### MATERIAL FOR THIS TASK

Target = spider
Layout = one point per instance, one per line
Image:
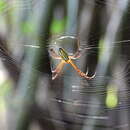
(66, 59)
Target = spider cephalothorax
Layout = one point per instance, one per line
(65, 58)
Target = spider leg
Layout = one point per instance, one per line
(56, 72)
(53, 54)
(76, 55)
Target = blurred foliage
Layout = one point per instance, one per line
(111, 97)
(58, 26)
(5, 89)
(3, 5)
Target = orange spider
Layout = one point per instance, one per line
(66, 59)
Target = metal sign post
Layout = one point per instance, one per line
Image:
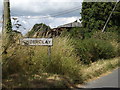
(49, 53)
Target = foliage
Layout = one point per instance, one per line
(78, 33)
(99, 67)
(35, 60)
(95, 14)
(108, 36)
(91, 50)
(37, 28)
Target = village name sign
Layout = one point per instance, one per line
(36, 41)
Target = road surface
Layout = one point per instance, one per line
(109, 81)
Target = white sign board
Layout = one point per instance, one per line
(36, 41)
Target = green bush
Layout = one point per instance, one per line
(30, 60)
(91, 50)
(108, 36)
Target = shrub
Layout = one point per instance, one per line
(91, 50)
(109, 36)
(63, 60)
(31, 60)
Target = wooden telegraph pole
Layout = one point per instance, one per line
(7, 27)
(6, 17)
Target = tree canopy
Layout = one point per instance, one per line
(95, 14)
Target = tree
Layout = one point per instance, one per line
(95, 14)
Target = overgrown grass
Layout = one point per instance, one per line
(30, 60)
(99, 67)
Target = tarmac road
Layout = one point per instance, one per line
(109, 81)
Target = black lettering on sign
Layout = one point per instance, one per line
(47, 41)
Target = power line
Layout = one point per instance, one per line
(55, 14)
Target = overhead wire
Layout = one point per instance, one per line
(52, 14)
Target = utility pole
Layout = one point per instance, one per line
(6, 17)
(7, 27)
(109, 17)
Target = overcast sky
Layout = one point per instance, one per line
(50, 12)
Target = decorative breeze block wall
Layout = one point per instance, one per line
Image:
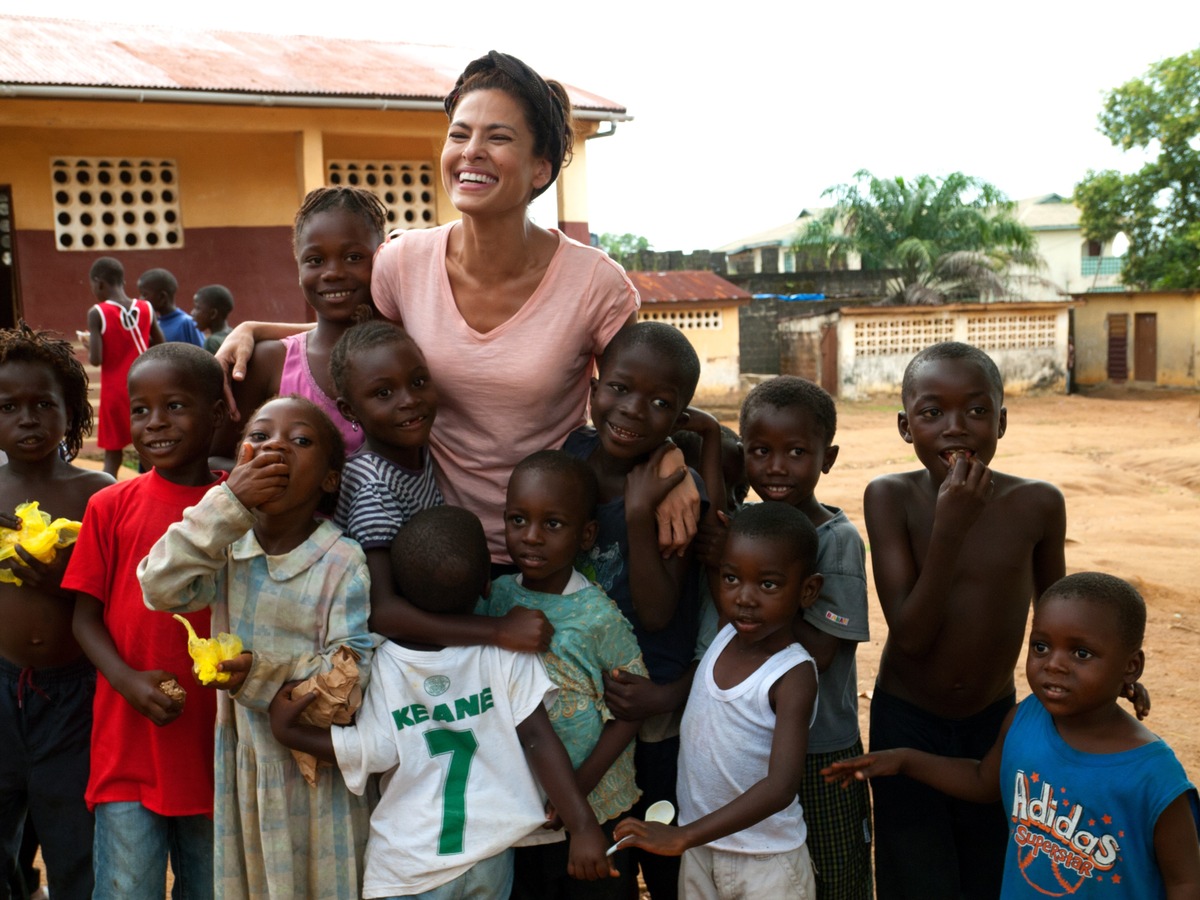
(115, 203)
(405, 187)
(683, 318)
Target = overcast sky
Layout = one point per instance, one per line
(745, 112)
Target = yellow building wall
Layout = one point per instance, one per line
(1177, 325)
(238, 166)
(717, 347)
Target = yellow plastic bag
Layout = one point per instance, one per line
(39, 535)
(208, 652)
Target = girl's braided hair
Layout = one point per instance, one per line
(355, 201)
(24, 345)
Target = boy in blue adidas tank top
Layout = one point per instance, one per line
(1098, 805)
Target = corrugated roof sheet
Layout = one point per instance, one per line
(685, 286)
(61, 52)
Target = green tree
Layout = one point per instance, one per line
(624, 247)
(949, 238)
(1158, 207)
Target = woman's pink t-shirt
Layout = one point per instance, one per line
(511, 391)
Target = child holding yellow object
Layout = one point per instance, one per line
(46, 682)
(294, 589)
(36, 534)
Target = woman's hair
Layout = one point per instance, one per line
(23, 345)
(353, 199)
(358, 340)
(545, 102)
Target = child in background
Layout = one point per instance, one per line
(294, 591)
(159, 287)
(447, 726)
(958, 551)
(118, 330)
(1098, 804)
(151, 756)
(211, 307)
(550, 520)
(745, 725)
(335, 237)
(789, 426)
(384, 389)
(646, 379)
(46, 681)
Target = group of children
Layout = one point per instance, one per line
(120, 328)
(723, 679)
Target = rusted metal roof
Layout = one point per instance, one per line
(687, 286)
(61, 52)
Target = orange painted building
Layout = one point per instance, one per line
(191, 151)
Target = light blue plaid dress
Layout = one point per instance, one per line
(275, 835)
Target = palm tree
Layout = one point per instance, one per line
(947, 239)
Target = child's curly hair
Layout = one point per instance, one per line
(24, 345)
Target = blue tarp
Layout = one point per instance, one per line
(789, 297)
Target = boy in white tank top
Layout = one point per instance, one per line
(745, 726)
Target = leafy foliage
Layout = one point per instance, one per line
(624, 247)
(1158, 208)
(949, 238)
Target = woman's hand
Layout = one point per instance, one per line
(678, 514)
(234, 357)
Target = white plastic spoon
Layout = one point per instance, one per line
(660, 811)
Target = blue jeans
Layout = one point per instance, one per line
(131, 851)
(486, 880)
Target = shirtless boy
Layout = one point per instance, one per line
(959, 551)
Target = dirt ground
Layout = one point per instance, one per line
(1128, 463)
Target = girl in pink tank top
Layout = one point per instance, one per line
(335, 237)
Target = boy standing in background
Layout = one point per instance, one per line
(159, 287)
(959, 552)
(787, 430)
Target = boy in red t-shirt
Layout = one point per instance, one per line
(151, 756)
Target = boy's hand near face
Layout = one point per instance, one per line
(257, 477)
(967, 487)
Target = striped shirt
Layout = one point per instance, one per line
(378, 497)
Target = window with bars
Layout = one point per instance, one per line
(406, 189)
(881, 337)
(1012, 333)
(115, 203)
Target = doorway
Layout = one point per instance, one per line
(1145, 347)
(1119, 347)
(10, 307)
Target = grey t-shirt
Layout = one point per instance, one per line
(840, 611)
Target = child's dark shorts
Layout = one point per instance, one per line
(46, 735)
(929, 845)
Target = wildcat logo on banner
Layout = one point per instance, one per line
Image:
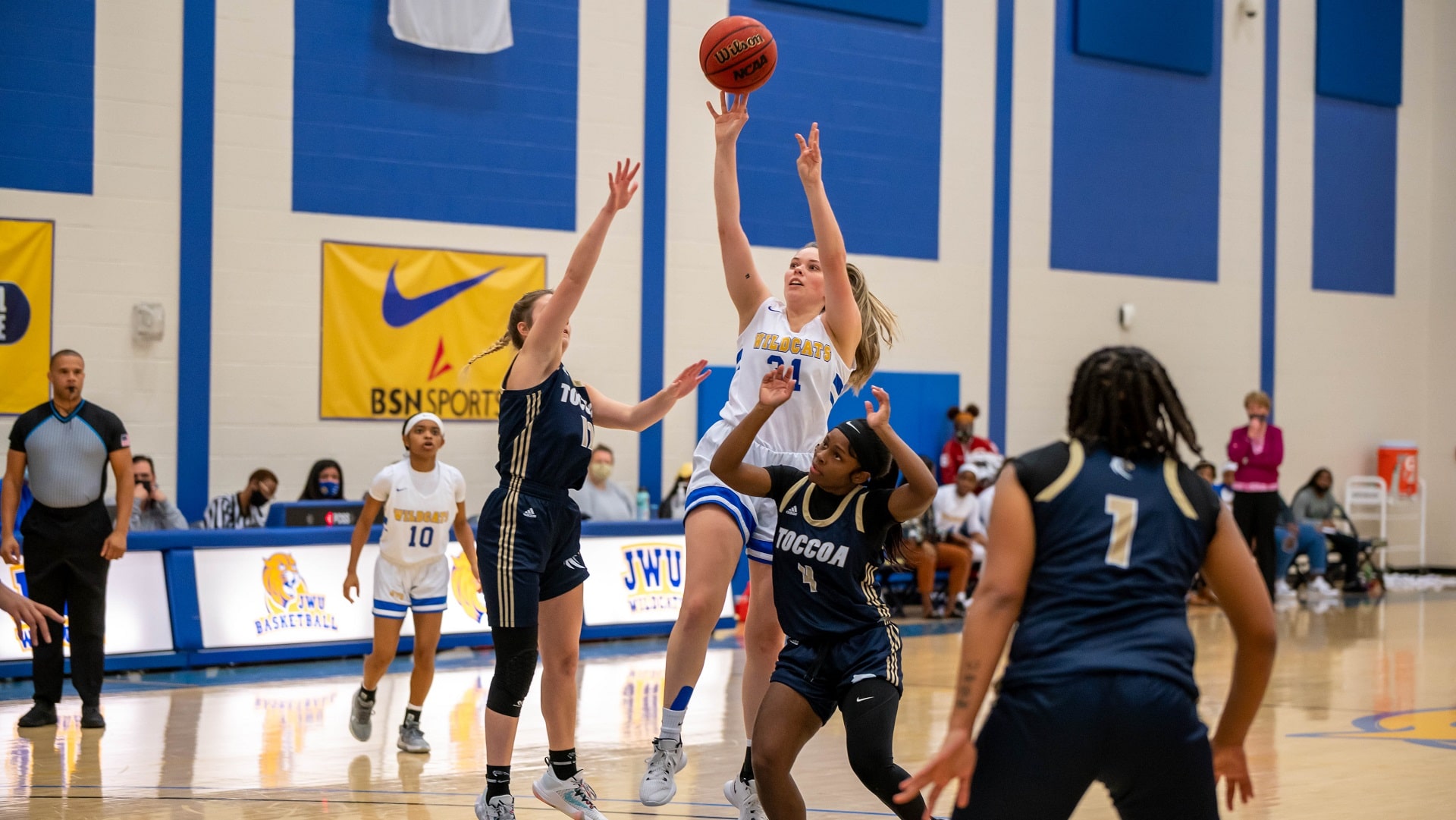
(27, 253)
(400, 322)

...

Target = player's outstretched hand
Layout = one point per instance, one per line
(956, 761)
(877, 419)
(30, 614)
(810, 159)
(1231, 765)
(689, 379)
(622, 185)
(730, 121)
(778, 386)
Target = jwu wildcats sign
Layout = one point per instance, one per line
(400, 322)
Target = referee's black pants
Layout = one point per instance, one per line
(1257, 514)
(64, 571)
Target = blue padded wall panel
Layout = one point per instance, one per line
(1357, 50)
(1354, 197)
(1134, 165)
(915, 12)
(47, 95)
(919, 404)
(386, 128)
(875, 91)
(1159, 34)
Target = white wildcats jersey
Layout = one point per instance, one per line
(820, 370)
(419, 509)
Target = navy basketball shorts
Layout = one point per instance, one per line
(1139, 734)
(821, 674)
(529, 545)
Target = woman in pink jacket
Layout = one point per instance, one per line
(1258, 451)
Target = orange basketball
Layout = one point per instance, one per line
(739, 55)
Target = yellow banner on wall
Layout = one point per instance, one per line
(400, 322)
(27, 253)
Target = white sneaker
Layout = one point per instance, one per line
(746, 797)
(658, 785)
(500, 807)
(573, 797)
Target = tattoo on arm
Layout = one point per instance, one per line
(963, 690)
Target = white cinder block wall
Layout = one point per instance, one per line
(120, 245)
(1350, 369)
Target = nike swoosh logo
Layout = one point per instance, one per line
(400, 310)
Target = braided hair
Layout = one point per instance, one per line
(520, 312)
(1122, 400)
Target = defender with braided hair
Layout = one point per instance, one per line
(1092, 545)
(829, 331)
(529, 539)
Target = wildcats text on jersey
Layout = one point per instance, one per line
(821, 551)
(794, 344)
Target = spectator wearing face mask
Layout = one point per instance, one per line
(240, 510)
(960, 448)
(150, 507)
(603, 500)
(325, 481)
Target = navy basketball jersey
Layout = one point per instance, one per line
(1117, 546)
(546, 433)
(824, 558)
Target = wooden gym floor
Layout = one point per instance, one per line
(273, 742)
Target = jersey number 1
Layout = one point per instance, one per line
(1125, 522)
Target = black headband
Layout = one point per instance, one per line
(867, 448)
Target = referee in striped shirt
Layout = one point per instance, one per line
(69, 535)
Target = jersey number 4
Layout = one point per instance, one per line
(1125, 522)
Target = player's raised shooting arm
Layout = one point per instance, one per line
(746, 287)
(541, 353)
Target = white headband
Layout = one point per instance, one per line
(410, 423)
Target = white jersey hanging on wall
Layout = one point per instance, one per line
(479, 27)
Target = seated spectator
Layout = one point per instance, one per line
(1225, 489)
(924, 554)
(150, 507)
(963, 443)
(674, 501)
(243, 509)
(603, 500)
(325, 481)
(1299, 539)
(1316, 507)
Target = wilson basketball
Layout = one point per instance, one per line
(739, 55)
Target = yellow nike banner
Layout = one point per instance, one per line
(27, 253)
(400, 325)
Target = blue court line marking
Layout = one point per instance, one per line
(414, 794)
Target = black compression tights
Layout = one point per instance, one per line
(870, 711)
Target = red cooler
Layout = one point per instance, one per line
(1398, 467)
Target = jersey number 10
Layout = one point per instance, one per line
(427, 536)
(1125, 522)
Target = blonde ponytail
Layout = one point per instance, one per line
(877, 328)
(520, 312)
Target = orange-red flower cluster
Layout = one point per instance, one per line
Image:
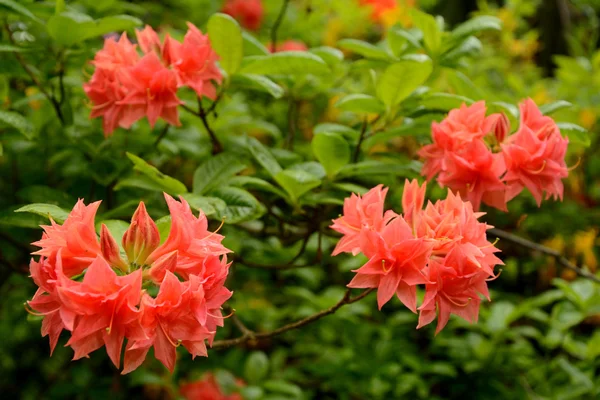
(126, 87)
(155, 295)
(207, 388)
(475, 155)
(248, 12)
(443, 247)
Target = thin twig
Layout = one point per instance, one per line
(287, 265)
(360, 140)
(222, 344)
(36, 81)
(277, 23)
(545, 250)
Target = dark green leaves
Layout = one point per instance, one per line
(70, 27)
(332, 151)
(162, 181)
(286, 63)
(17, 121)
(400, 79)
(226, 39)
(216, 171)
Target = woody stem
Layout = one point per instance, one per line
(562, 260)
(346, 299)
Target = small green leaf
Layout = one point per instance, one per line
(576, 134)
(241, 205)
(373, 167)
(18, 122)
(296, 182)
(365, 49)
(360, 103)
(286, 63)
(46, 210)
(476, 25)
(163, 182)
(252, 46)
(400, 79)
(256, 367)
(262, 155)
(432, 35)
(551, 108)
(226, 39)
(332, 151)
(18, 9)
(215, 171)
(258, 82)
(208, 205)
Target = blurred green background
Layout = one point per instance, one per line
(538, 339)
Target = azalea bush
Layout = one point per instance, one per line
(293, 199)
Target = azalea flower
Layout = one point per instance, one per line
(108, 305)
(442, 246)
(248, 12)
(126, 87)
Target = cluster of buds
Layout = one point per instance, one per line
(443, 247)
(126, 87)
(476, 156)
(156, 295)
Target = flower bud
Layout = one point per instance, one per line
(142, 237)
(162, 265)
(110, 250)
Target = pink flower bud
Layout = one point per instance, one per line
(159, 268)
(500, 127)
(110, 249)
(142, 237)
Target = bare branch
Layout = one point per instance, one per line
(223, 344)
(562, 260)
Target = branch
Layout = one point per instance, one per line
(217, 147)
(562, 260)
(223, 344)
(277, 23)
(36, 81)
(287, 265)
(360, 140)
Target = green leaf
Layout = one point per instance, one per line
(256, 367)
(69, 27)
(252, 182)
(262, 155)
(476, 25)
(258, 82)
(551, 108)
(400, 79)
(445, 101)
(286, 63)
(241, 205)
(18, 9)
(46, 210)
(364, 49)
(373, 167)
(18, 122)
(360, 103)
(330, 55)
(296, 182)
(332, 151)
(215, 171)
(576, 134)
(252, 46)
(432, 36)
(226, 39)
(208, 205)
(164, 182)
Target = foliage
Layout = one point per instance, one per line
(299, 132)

### WHAT THE TASK REQUIRES
Where does the word "azalea" appear in the records above? Return every line that holds it.

### WRITTEN SOLUTION
Target = azalea bush
Target = azalea flower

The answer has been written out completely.